* TASK INSTRUCTIONS
Take the records below and set them down exactly, so that every line matches the original.
** ENTRIES SHOWN follows **
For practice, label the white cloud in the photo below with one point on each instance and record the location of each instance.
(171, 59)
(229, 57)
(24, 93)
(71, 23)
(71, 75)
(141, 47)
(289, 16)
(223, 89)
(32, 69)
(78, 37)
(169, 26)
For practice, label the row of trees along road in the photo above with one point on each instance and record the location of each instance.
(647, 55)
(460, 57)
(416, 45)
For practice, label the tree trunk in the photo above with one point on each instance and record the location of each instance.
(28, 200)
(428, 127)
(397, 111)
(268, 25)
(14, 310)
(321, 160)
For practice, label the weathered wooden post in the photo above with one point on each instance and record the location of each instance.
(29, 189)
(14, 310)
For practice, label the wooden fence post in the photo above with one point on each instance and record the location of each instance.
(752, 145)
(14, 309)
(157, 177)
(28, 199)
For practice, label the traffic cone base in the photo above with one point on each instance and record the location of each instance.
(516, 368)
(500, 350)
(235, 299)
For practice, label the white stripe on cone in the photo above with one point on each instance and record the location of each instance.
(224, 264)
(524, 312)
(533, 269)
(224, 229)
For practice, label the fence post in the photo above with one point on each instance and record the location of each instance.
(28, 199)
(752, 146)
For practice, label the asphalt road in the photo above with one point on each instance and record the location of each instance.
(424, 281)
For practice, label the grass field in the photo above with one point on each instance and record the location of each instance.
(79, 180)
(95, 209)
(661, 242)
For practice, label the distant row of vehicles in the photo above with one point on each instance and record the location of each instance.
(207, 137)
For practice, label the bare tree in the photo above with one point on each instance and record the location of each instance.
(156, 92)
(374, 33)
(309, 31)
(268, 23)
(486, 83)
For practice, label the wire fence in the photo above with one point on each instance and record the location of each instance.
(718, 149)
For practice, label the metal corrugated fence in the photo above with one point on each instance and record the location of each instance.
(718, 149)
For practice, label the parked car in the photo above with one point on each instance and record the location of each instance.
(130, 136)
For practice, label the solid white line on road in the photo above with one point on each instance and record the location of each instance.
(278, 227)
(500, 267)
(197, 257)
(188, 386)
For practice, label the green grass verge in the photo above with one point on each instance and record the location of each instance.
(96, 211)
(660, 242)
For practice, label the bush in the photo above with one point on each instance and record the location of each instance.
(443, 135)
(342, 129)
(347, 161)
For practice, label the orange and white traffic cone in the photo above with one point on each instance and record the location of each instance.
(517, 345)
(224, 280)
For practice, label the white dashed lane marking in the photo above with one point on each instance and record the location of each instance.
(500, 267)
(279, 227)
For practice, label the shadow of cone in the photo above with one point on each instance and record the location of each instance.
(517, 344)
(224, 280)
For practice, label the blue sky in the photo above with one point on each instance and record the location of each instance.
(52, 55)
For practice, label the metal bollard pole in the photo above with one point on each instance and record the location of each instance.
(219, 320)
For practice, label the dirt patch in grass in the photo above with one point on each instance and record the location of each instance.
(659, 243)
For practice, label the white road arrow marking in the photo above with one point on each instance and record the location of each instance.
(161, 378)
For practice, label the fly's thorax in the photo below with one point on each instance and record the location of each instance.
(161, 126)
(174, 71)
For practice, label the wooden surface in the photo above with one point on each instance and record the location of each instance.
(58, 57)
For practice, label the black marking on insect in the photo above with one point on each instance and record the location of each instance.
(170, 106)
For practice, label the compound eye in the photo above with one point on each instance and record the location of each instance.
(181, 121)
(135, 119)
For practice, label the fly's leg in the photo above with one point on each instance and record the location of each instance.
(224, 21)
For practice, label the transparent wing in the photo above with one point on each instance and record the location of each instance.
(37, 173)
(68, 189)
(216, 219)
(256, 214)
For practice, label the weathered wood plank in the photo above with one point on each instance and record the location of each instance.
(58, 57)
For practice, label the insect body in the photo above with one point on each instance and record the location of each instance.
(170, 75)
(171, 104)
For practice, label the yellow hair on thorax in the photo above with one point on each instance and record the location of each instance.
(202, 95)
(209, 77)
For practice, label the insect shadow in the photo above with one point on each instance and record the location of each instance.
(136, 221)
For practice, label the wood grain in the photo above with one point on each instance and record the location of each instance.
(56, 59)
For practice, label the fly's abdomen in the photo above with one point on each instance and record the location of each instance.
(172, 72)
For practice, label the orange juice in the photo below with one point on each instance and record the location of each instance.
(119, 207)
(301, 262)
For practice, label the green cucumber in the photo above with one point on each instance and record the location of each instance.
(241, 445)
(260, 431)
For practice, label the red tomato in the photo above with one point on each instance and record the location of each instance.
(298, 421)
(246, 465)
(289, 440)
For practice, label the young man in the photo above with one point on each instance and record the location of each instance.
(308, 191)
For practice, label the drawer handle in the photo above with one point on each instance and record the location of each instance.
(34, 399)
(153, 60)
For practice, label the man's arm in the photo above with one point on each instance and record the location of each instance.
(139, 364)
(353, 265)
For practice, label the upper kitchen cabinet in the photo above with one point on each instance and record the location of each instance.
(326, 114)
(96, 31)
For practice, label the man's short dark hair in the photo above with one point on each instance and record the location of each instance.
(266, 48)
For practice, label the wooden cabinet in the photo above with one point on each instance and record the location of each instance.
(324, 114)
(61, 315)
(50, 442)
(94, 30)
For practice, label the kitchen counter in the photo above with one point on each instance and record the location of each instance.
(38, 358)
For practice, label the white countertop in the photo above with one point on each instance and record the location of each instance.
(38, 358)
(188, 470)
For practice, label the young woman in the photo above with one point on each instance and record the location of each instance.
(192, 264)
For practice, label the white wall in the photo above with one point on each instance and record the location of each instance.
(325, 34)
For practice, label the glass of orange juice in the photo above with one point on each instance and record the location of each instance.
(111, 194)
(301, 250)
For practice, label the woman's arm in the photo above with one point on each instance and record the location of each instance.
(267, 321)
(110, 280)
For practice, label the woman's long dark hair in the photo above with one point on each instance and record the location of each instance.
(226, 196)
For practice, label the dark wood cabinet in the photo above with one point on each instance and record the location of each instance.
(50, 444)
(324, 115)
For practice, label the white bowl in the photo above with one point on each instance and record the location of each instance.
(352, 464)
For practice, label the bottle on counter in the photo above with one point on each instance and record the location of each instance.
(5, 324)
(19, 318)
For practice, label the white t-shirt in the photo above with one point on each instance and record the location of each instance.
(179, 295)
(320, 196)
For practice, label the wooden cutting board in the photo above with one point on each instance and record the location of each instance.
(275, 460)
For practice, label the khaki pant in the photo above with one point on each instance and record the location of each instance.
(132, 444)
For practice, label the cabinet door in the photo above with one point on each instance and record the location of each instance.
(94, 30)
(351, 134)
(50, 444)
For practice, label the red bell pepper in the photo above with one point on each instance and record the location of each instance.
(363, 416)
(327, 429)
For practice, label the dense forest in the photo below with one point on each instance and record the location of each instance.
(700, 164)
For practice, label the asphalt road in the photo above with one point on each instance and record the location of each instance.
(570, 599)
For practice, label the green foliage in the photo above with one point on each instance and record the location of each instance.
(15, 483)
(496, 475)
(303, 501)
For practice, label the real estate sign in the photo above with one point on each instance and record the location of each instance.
** End of ENTRIES SHOWN **
* TASK SOLUTION
For practice, label the white cloud in the photo below with one point on each instance and record the location of each instance.
(171, 59)
(229, 57)
(24, 93)
(71, 23)
(71, 75)
(141, 47)
(289, 16)
(223, 89)
(32, 69)
(78, 37)
(169, 26)
For practice, label the row of trees along road in the photo above with one point on each instance and record the location of each instance.
(647, 55)
(460, 57)
(416, 45)
For practice, label the tree trunk in the photo above with one point on each instance and record the location of each instance.
(28, 200)
(428, 127)
(397, 111)
(268, 25)
(14, 310)
(321, 160)
For practice, label the weathered wooden post in the photo above with one point on each instance and record the location of each instance.
(29, 189)
(14, 310)
For practice, label the wooden fence post in the photo above with one point on each instance and record the location of each instance.
(752, 145)
(14, 309)
(157, 177)
(28, 199)
For practice, label the traffic cone base in the photo above with one point on each instance and record the location of each instance.
(516, 368)
(500, 350)
(235, 299)
For practice, label the white stripe on cone in the photo above with one point on each instance and record the location of each instance.
(224, 264)
(524, 312)
(533, 269)
(224, 229)
For practice, label the fence post in the photo above with one point on each instance and record the location of each instance.
(28, 199)
(752, 146)
For practice, label the asphalt road in the photo above with one point on each instance and record the location of each instance.
(424, 281)
For practice, label the grass field in the photo above with one point on each instance and record the location of each instance.
(79, 180)
(95, 209)
(661, 242)
For practice, label the distant row of vehicles in the photo above with one point on each instance and record the location of each instance.
(207, 137)
For practice, label the bare tree in the photo above with one point on each instance and record the location of each instance.
(156, 92)
(374, 33)
(309, 31)
(268, 23)
(486, 83)
For practice, label the wire fence in the photo above with one point on each instance and record the location of each instance.
(718, 149)
For practice, label the metal corrugated fence in the photo above with one point on each instance and record the location of each instance.
(718, 149)
For practice, label the parked car in the photo above with one point on each instance and record the location of each instance.
(130, 136)
For practice, label the solid white line on road in the photo above with one point on each instance and record the location of each instance.
(278, 227)
(500, 267)
(197, 257)
(188, 386)
For practice, label the green grass verge in the photo above with one point on each instance and record the location of each instance.
(96, 211)
(660, 242)
For practice, label the bush in the photo above with one point on each instance and record the location of each instance.
(443, 135)
(342, 129)
(347, 161)
For practice, label the orange and white traffic cone in the photo above with one point on each instance and record the location of each instance.
(517, 345)
(224, 280)
For practice, label the white dashed lane marking in the photo above with one point on each instance and record the location of each instance.
(500, 267)
(279, 227)
For practice, label the shadow of cone in the photo above with one point on each instance and record the location of each instance.
(517, 344)
(224, 280)
For practice, label the blue sky in the photo above with one point on each instance and record the location of each instance.
(52, 55)
For practice, label the metal bollard pole in the photo above with one point on each instance and record the location of each instance.
(219, 320)
For practice, label the dirt patch in grass in the photo above with one point on each instance and record the location of each instance.
(659, 243)
For practice, label the white road arrow marking in the photo above with one point on each instance and record the location of each instance.
(161, 378)
For practice, label the fly's thorax in the photo below with one point on each instance and record the location of each instance.
(161, 126)
(174, 71)
For practice, label the wooden surface in the photo above with one point on each instance and record the location of each instance.
(58, 57)
For practice, label the black marking on insect in the photo above with one point on each instance and record the location of each instance.
(170, 106)
For practice, label the compound eye in the photo above with one point on each instance and record the location of each instance.
(181, 121)
(135, 119)
For practice, label the fly's leg in the photo above with one point on each instance and record the location of each instance.
(224, 21)
For practice, label the transparent wing in the photo above with one point on each instance and record the location of each instance.
(37, 173)
(68, 189)
(216, 219)
(256, 214)
For practice, label the weathered wood plank in the photo above with one point on each instance and record the location of each instance.
(58, 57)
For practice, label the insect body in the photo above with one point on each instance and record the location of each instance.
(170, 75)
(171, 104)
For practice, label the yellow hair on thorax in the photo above with one point on each instance and record the location of each instance.
(202, 95)
(209, 77)
For practice, label the insect shadow in the photo above with one point on each instance and record the location of each instance.
(136, 221)
For practice, label the wood grain in the photo above with one point on each instance and record the location of each instance.
(56, 59)
For practice, label the fly's abdomen in the photo above with one point on each instance and record the location of each instance.
(172, 72)
For practice, label the orange juice in the photo below with one point on each instance and record the location of each instance.
(119, 207)
(301, 262)
For practice, label the green cucumber in the photo above with one point on each instance and record the location of each instance.
(241, 445)
(260, 431)
For practice, label the red tomato in the photo above with one point on each instance and record the location of each instance.
(298, 421)
(246, 465)
(289, 440)
For practice, label the young man in the photo above with one point on each instance and record the location of each instance.
(308, 191)
For practice, label the drawer handle in the photo above with one point on each instance and record the location of each instance.
(34, 399)
(153, 60)
For practice, label the man's arm in the photo above with one point on each instance and record the location of each instance.
(139, 364)
(353, 265)
For practice, label the upper kitchen cabinet in the photo above with one point on each instance and record the location of each instance.
(326, 114)
(96, 31)
For practice, label the man's short dark hair in the photo above with one point on each instance and record the location of each instance.
(266, 48)
For practice, label the wooden cabinet in the photo above with one point on each instance and record the location of each instance.
(324, 114)
(61, 315)
(50, 442)
(94, 30)
For practice, label the kitchen counter in the photo above with one point on each instance and record the location of each instance.
(38, 358)
For practice, label the white countertop in the photo above with one point on each instance and record the location of each instance.
(38, 358)
(188, 470)
For practice, label the young woman in the photo above with one point on each instance and record the location of each instance.
(192, 264)
For practice, label the white wall in the photo above with one point on each instance and record the location of each instance.
(325, 34)
For practice, label the glass of orange juice in the photo above with one point on each instance and record the location of each instance.
(111, 194)
(301, 250)
For practice, label the woman's arm in the photo above with one point on each instance and record the location of each instance.
(267, 321)
(110, 280)
For practice, label the woman's long dark hair in the photo above with one point on each instance and record the location of each instance.
(226, 196)
For practice, label the dark wood cabinet in the photo above with one point on each instance and record the location of each instance.
(50, 444)
(324, 115)
For practice, label the white bowl in the photo above with one point on each instance and record the location of each instance.
(352, 464)
For practice, label the bottle on counter in the photo above with one point on each instance and record the location of each instance.
(5, 324)
(19, 318)
For practice, label the white t-shirt in the photo above with one point on each instance and record the location of each instance.
(179, 295)
(320, 196)
For practice, label the wooden cutting board in the photo above with one point on each instance and record the location of each instance.
(275, 460)
For practice, label the khaki pant in the photo above with one point on each instance and record the location of each instance.
(132, 444)
For practice, label the cabinet door in the photo above with one point on each instance and record the location of each instance.
(94, 30)
(351, 134)
(50, 444)
For practice, label the red bell pepper in the photo above with one point on each instance and record the location of each instance.
(363, 416)
(327, 429)
For practice, label the dense forest in the photo below with one point on each instance and record the location of each instance.
(700, 164)
For practice, label the asphalt road in the photo above with one point on each instance and record the location of each instance.
(570, 599)
For practice, label the green foliage in the photo above with one point on each instance and record the location of each instance.
(15, 483)
(496, 475)
(303, 501)
For practice, label the real estate sign in the photo above with one point on each instance and record the location of each instance.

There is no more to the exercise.